▸ DIRECTION
Write each line exactly as it stands, from the line containing "pin: the dark" through the end of the data.

▸ INPUT ROWS
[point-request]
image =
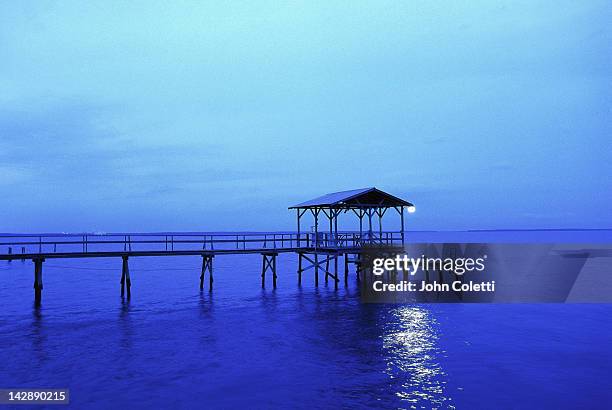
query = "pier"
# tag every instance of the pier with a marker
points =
(318, 249)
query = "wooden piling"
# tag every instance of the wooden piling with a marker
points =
(346, 268)
(203, 273)
(126, 282)
(336, 271)
(38, 286)
(299, 268)
(210, 275)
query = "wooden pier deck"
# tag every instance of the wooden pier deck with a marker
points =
(316, 251)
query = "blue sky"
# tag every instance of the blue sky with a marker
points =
(207, 116)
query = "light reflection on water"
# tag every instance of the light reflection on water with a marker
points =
(412, 353)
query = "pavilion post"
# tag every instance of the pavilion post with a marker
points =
(298, 238)
(369, 210)
(380, 214)
(402, 222)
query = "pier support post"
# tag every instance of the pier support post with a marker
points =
(346, 268)
(336, 280)
(206, 266)
(125, 278)
(211, 279)
(38, 280)
(316, 269)
(269, 262)
(299, 268)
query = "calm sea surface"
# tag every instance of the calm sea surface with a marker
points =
(294, 347)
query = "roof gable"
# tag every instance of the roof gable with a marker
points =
(364, 197)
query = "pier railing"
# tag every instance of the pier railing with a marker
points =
(28, 244)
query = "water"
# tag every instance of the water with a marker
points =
(293, 347)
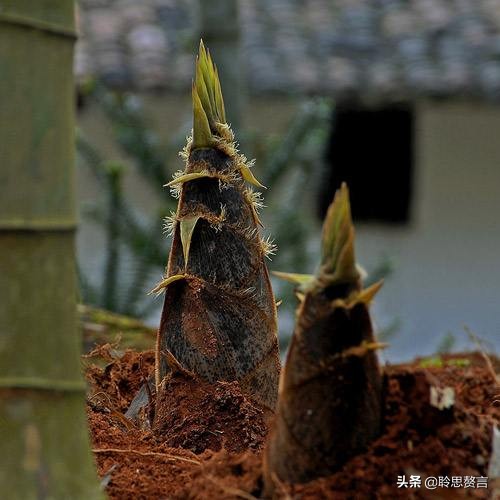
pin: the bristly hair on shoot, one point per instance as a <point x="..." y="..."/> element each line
<point x="219" y="316"/>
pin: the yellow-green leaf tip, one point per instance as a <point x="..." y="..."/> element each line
<point x="208" y="103"/>
<point x="338" y="263"/>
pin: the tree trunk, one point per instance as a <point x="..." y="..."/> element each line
<point x="43" y="431"/>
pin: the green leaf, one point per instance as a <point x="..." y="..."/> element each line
<point x="187" y="226"/>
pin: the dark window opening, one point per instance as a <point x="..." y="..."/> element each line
<point x="372" y="151"/>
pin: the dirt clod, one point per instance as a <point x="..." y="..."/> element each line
<point x="209" y="443"/>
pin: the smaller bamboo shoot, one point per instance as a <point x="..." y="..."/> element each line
<point x="329" y="406"/>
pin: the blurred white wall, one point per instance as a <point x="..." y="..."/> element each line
<point x="447" y="260"/>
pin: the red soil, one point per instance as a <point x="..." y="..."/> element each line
<point x="208" y="439"/>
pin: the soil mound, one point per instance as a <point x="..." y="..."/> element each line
<point x="208" y="438"/>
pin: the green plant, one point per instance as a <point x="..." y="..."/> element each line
<point x="219" y="315"/>
<point x="330" y="400"/>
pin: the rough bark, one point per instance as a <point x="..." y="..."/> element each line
<point x="43" y="431"/>
<point x="330" y="405"/>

▸ PROBLEM SOLUTION
pin: the dark window opening, one point per instance as a <point x="..." y="..."/> element each line
<point x="372" y="151"/>
pin: the dirt clod, one point per instance as a <point x="..." y="..."/> element each line
<point x="209" y="443"/>
pin: the smaller bamboo shoot, one point per instance as a <point x="..." y="..."/> element each line
<point x="329" y="406"/>
pin: the blurred white wall, one point per instance as a <point x="..." y="..."/> element each line
<point x="447" y="260"/>
pin: the red soil, one point per instance as a <point x="..." y="..."/> element each line
<point x="208" y="439"/>
pin: the soil mound, one point per instance as a <point x="..." y="..."/> element each line
<point x="208" y="438"/>
pin: the green plant, one point per instance as a <point x="..." y="..."/> element each line
<point x="219" y="315"/>
<point x="330" y="400"/>
pin: the rough bark, one point per instance as a <point x="..." y="..."/> element each line
<point x="43" y="431"/>
<point x="330" y="405"/>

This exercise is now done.